━━━━━ Vorliegender Text

Ein engmaschiges Netz an niedergelassenen Kassenärzten in ganz Österreich ist einer der wesentlichsten Grundpfeiler des heimischen Gesundheitssystems. Gerade im ländlichen Raum ist diese Versorgung bereits auf die Probe gestellt und in akuter Gefahr. Aktuell sind 35 Kassenstellen für Allgemeinmediziner und 22 Facharztstellen in Niederösterreich unbesetzt.

Landeshauptfrau Johanna Mikl-Leitner: „Unser Anspruch im Land muss sein, die beste Gesundheitsversorgung von der Geburt bis in das hohe Alter sicherzustellen. Das betrifft sowohl den stationären als auch den niedergelassenen Bereich. Im stationären Bereich haben wir uns mit der Gründung der Landesgesundheitsagentur bereits zukunftsfit aufgestellt, wo Kliniken und Pflege- und Betreuungszentren unter einem gemeinsamen Bereich geplant und gesteuert werden. Besonders im niedergelassenen Bereich und in den ländlichen Regionen gibt es aber große Herausforderungen, auf die es konkrete Antworten braucht.“

Folgende acht Punkte seien daher rasch zu lösen:

  • Erstens gehe es darum, mehr Medizin-Studienplätze zur Verfügung zu stellen, so wie es auch im Regierungsprogramm des Bundes verankert ist. Der hohe Anteil international Studierender und die kommende Pensionierungswelle im niedergelassenen Bereich verlange eine rasche Erhöhung der Studienplätze.

━━━━━━━━━━
━━━━━ Datensatz

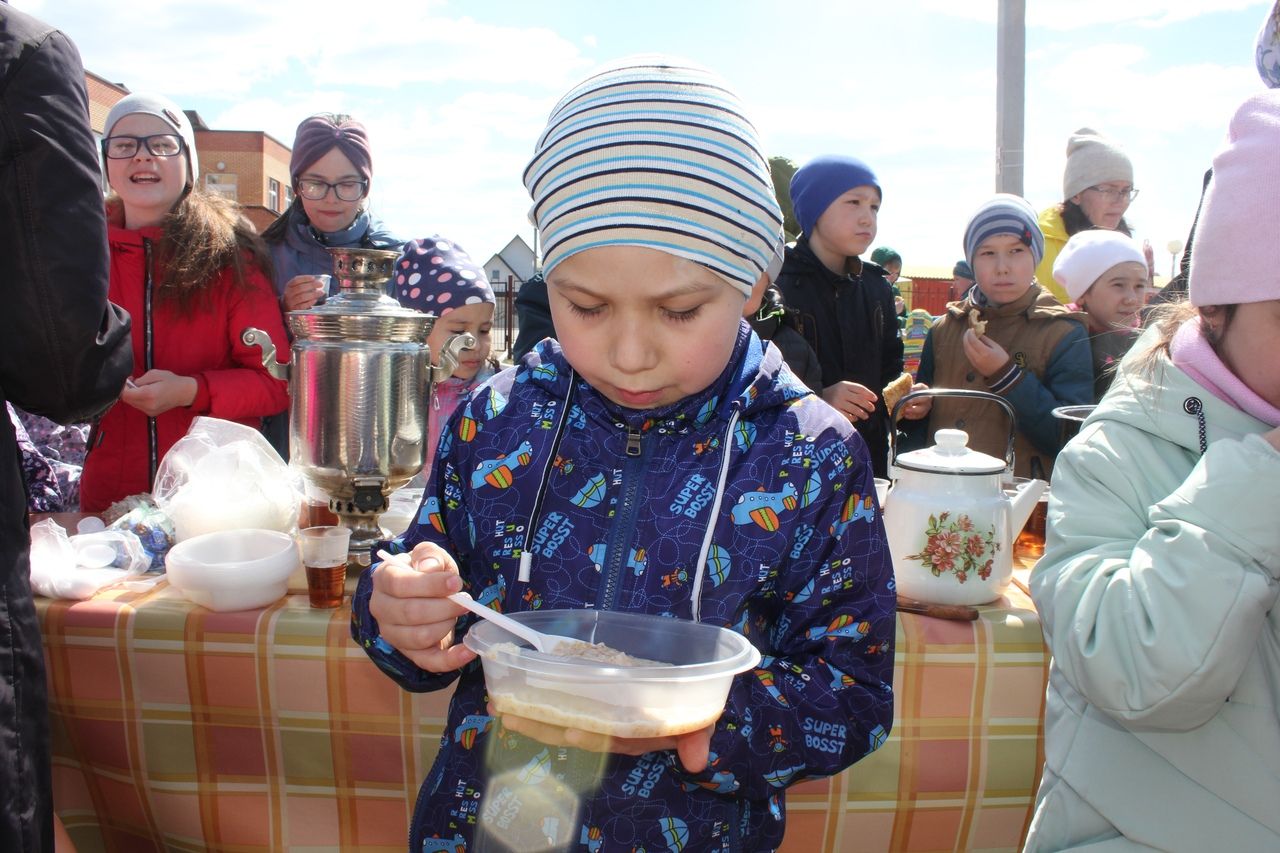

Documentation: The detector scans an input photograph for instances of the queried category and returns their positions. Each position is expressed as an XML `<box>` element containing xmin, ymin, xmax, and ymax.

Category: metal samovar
<box><xmin>241</xmin><ymin>248</ymin><xmax>476</xmax><ymax>565</ymax></box>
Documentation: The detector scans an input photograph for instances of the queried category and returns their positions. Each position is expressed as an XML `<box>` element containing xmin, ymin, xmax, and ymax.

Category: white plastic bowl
<box><xmin>165</xmin><ymin>529</ymin><xmax>302</xmax><ymax>611</ymax></box>
<box><xmin>463</xmin><ymin>610</ymin><xmax>760</xmax><ymax>738</ymax></box>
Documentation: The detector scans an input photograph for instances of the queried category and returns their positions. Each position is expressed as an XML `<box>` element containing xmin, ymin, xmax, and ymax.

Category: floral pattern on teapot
<box><xmin>906</xmin><ymin>512</ymin><xmax>1001</xmax><ymax>583</ymax></box>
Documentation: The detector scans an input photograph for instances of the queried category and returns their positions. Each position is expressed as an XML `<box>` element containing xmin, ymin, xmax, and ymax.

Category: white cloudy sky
<box><xmin>13</xmin><ymin>0</ymin><xmax>1272</xmax><ymax>272</ymax></box>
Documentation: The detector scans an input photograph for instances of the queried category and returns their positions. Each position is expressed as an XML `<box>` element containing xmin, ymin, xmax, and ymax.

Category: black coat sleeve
<box><xmin>0</xmin><ymin>24</ymin><xmax>133</xmax><ymax>423</ymax></box>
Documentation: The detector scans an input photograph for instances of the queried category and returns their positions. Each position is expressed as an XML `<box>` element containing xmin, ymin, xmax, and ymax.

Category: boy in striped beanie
<box><xmin>352</xmin><ymin>58</ymin><xmax>895</xmax><ymax>852</ymax></box>
<box><xmin>910</xmin><ymin>193</ymin><xmax>1093</xmax><ymax>479</ymax></box>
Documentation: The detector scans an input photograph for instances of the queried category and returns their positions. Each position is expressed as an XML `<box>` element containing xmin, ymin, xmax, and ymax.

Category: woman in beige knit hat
<box><xmin>1036</xmin><ymin>127</ymin><xmax>1151</xmax><ymax>304</ymax></box>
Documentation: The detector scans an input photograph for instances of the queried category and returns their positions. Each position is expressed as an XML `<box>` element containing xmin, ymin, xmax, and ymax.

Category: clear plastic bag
<box><xmin>31</xmin><ymin>519</ymin><xmax>151</xmax><ymax>599</ymax></box>
<box><xmin>152</xmin><ymin>418</ymin><xmax>303</xmax><ymax>542</ymax></box>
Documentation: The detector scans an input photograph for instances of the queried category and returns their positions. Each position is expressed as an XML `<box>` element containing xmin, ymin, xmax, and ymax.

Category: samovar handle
<box><xmin>241</xmin><ymin>325</ymin><xmax>290</xmax><ymax>382</ymax></box>
<box><xmin>431</xmin><ymin>332</ymin><xmax>476</xmax><ymax>382</ymax></box>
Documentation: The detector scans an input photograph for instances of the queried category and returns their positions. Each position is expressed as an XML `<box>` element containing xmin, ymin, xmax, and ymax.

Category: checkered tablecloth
<box><xmin>38</xmin><ymin>568</ymin><xmax>1047</xmax><ymax>853</ymax></box>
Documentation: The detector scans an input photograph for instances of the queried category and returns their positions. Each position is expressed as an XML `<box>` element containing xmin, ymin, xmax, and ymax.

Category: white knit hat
<box><xmin>1053</xmin><ymin>229</ymin><xmax>1147</xmax><ymax>302</ymax></box>
<box><xmin>1062</xmin><ymin>127</ymin><xmax>1133</xmax><ymax>200</ymax></box>
<box><xmin>102</xmin><ymin>92</ymin><xmax>200</xmax><ymax>186</ymax></box>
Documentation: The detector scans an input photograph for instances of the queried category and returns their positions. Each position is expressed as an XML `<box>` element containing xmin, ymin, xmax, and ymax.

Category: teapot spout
<box><xmin>431</xmin><ymin>332</ymin><xmax>476</xmax><ymax>382</ymax></box>
<box><xmin>1011</xmin><ymin>480</ymin><xmax>1048</xmax><ymax>534</ymax></box>
<box><xmin>241</xmin><ymin>325</ymin><xmax>289</xmax><ymax>382</ymax></box>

━━━━━━━━━━

Aufgabe: Führe den Text über die unbesetzten Kassenarztstellen in Niederösterreich im Anschluss an seinen letzten Satz fort.

Lösung:
  • Als zweiten Punkt fordert die Landeshauptfrau eine Aufwertung der „Allgemeinmedizin“. Die Ausbildungsinhalte im Rahmen des Studiums müssen viel stärker den Bereich „Allgemeinmedizin im ländlichen Raum“ beinhalten. Darüber hinaus soll die Allgemeinmedizin zukünftig dem Facharzt gleichgestellt werden. Bei der Zulassung zum Studium und den damit verbundenen Aufnahmetests müsse auch die soziale Kompetenz ein wichtigeres Kriterium werden. Der aktuelle Aufnahmetest selektiert beinhart „High Potentials“. Zahlreichen jungen Menschen, die in ihren Heimatregionen als Mediziner tätig werden wollen, wird dadurch ein Zukunftstraum verwehrt.
  • Als dritten Punkt führt Mikl-Leitner die Landarztquote bei Studienplätzen an. Nach dem Vorbild von Bayern solle ein Teil der Studienplätze für Studierende reserviert sein, die sich in Folge verpflichten, mindestens fünf Jahre in einer Bedarfsregion tätig zu sein.
  • Ein weiterer Ansatzpunkt liege etwa bei Landarzt-Stipendien. Studierende, die sich dazu verpflichten, nach der Universitätsausbildung in einer Bedarfsregion tätig zu sein, sollen mit einem eigenen Landarzt-Stipendium unterstützt werden.
  • Fünftens gehe es um die Sicherstellung der Versorgung mit Kassenärzten. Die Österreichische Gesundheitskasse und Ärztekammer müssen ein Konzept vorlegen, um die Versorgung mit Kassenärzten im ländlichen Raum zu sichern. Sollten offene Stellen nicht binnen Jahresfrist besetzt werden, müssen zur Überbrückung Hilfssysteme eingerichtet werden. Zum Beispiel direkte Verrechnungsstellen mit Klinikbetreibern oder die Forcierung mobiler Ordinationen.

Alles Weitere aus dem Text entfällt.